## start
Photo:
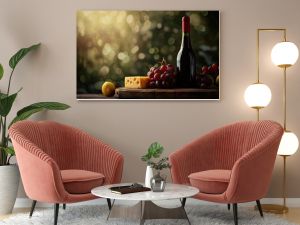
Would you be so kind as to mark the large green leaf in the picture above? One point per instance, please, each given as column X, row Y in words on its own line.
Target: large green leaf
column 16, row 58
column 27, row 111
column 6, row 103
column 1, row 71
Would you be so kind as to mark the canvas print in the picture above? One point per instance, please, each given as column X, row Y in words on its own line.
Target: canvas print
column 148, row 55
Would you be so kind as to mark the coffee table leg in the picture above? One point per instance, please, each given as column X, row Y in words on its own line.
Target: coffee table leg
column 129, row 212
column 153, row 211
column 110, row 208
column 187, row 218
column 147, row 210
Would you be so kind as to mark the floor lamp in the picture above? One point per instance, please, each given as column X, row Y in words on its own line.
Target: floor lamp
column 258, row 96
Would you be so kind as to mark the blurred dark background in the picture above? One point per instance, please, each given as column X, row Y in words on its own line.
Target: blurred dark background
column 114, row 44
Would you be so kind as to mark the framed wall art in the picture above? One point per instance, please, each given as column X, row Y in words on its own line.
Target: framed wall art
column 148, row 55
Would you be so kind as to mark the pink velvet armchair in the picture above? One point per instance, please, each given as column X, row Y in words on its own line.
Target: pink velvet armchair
column 230, row 165
column 60, row 164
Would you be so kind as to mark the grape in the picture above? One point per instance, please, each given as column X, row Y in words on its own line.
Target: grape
column 163, row 68
column 157, row 76
column 152, row 84
column 163, row 76
column 204, row 70
column 214, row 68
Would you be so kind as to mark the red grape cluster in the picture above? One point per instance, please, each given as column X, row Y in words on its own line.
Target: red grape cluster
column 163, row 76
column 208, row 76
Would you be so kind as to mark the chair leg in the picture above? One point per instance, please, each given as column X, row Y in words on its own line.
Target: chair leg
column 259, row 208
column 32, row 208
column 235, row 214
column 108, row 203
column 56, row 209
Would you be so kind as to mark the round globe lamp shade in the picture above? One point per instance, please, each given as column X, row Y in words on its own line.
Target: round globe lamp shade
column 257, row 95
column 284, row 54
column 289, row 144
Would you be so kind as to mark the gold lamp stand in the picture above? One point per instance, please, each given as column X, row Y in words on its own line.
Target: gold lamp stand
column 272, row 208
column 278, row 209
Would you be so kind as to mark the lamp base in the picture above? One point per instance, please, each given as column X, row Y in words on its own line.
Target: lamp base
column 276, row 209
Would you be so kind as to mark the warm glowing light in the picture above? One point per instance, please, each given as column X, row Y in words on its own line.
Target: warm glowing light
column 284, row 54
column 257, row 95
column 289, row 144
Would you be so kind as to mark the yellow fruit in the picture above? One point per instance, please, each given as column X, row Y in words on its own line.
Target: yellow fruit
column 108, row 89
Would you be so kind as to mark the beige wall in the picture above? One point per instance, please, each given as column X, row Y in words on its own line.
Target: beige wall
column 130, row 126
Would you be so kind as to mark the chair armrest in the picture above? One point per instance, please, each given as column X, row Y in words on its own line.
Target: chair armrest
column 99, row 157
column 251, row 174
column 40, row 174
column 191, row 158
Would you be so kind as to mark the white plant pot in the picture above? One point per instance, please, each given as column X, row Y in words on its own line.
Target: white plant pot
column 9, row 183
column 148, row 176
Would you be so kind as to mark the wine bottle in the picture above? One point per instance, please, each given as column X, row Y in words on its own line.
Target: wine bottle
column 186, row 61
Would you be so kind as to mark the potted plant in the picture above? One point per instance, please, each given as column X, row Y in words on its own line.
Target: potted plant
column 9, row 174
column 156, row 182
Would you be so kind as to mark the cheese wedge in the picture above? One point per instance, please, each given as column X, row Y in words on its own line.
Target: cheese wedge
column 137, row 82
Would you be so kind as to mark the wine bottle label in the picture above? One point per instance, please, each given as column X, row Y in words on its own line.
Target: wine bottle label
column 185, row 24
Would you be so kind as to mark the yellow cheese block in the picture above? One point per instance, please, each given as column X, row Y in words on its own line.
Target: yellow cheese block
column 137, row 82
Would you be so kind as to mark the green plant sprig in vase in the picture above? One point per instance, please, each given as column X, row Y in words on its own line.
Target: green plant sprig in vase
column 156, row 182
column 154, row 152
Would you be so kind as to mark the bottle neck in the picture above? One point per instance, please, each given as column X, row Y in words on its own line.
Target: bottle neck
column 186, row 40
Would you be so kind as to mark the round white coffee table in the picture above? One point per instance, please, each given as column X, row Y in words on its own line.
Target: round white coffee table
column 145, row 208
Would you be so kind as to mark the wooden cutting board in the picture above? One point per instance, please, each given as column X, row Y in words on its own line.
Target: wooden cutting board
column 175, row 93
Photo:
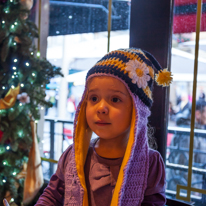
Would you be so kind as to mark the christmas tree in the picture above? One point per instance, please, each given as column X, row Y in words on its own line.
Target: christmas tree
column 23, row 78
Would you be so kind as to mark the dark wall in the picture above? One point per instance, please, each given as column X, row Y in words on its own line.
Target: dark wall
column 150, row 30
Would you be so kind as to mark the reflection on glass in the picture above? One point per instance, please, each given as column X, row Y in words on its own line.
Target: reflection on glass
column 180, row 102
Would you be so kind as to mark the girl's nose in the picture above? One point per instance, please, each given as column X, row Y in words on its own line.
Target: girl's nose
column 102, row 108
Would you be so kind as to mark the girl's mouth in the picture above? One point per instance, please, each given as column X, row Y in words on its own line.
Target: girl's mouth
column 102, row 123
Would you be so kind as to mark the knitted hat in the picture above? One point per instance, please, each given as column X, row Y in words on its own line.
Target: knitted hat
column 135, row 68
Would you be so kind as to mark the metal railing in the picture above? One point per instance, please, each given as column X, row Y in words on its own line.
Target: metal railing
column 177, row 162
column 175, row 150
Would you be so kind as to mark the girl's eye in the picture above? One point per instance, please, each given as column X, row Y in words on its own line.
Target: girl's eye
column 115, row 99
column 93, row 99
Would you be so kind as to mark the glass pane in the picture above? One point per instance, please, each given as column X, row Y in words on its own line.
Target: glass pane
column 78, row 38
column 179, row 122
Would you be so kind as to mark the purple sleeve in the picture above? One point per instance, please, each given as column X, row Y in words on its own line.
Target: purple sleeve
column 53, row 195
column 155, row 191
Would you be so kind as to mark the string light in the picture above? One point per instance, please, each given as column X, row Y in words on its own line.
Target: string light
column 38, row 54
column 20, row 133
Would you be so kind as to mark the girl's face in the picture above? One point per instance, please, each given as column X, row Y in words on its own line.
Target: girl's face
column 109, row 108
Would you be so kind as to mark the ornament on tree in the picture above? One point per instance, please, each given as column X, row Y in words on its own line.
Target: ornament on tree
column 9, row 100
column 23, row 98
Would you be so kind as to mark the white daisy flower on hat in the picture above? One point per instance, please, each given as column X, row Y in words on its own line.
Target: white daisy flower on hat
column 138, row 72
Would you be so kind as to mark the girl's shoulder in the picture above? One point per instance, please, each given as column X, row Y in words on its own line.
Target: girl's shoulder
column 155, row 158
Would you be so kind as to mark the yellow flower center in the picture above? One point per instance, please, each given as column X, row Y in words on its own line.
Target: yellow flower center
column 139, row 72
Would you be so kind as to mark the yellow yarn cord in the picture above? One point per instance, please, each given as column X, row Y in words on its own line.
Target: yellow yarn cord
column 164, row 78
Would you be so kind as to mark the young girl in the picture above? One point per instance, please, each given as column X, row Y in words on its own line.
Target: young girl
column 117, row 168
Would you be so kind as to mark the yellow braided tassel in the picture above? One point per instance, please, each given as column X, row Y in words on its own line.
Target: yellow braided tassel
column 164, row 78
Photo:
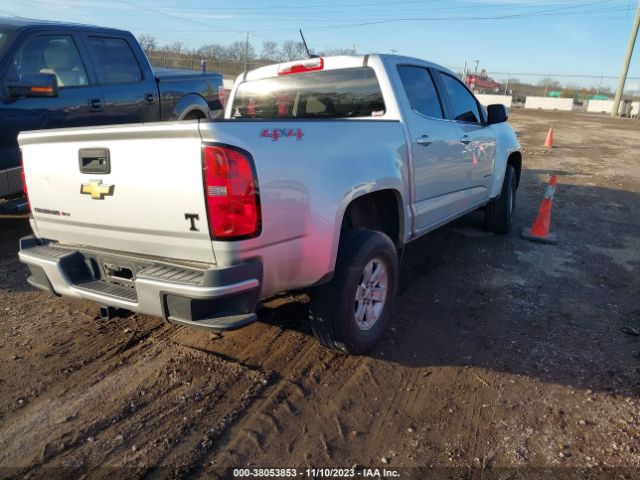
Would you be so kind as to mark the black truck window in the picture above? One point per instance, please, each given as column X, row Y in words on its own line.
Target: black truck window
column 116, row 62
column 53, row 54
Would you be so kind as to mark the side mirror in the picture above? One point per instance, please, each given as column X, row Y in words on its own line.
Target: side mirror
column 35, row 85
column 497, row 114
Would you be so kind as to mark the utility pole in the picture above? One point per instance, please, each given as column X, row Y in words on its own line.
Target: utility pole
column 246, row 51
column 625, row 66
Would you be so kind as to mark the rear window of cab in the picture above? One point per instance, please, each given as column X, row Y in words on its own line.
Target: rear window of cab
column 341, row 93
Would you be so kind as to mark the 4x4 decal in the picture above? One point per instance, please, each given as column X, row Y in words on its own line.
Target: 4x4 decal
column 276, row 133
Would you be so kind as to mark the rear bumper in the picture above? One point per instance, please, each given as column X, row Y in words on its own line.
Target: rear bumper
column 211, row 298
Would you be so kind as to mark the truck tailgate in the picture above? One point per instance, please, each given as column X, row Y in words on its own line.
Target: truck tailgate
column 150, row 202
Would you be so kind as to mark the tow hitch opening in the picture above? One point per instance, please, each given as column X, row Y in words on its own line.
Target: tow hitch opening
column 118, row 272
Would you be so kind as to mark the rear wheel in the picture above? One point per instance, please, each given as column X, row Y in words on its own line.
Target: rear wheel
column 351, row 312
column 499, row 214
## end
--- WHAT THE TASK ASKS ---
Rewrite everything from the line containing "Would you be so kind as to mark the string" down to the line containing "column 20, row 133", swapping "string light" for "fairy light" and leaving the rest untouched.

--- FULL OUTPUT ---
Would you be so kind as to mark the fairy light in the picture above? One point per instance, please, each given as column X, row Y in words on its own line.
Target: fairy light
column 38, row 54
column 20, row 133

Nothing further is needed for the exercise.